What to work on -
Could you reproduce the listing below word for word, omitting the pictures?

Start of Provided data

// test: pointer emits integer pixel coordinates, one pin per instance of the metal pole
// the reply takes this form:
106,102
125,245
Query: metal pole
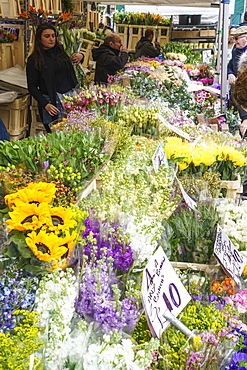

End of Provided data

Correct result -
// test: pointer emits integer pixel coordinates, one pin per instance of the metal pole
// the reply takes this form:
106,102
125,245
Query: metal pole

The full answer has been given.